▶ Document text
HMR Fundamentals
HMR is a tool language based on rulesets, header rules, and element rules.
- Rulesets contain one or more header rules, as well as optional element rules that operate on specified header elements. They are applied to inbound or outbound traffic for a session agent, realm, or SIP interface.
- Header rules operate on specific headers. They can contain element rules, each of which specify the actions to perform for a given element of this header.
- Element rules perform operations on the elements of a header. Header elements include all subparts of a header, excluding the header name; for example, header value, header parameter, and URI parameter.
The OCSBC cannot dynamically perform validation as you enter rules. Use the ACLI verify-config command to confirm that the HMR configuration does not contain invalid or circular references.
- An invalid reference is a reference that points to a non-existing rule.
- A circular reference is a reference that creates an endless loop of manipulation actions.
Audience
This document is intended for those users who already understand the Oracle Communications Session Border Controller and the SIP protocol. In addition, Oracle recommends you become as HMR-savvy as possible by attending Oracle training courses prior to launching any HMR in production. You should be aware of all issues that might result from misinformed or misapplied HMRs.
When to Use HMR
HMR is a flexible, powerful tool. As such, Oracle recommend using it with utmost care. HMR should only be implemented in production networks once the HMRs and their applications have been rigorously tested in a lab environment. You want to ensure your HMRs work as you intend them before using them for your production network.

▶ Provided material

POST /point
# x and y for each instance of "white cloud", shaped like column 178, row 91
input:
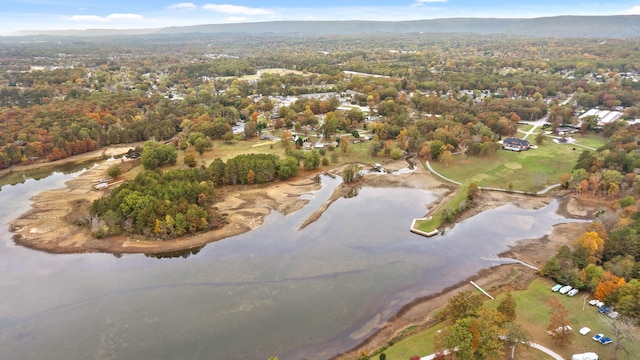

▶ Your objective
Answer these questions using the HMR fundamentals text above:
1. Which command confirms that the HMR configuration has no invalid or circular references?
2. To what kind of traffic, and for which entities, are rulesets applied?
3. Where should HMRs and their applications be rigorously tested before they go into production networks?

▶ The reply
1. The ACLI verify-config command.
2. Inbound or outbound traffic for a session agent, realm, or SIP interface.
3. In a lab environment.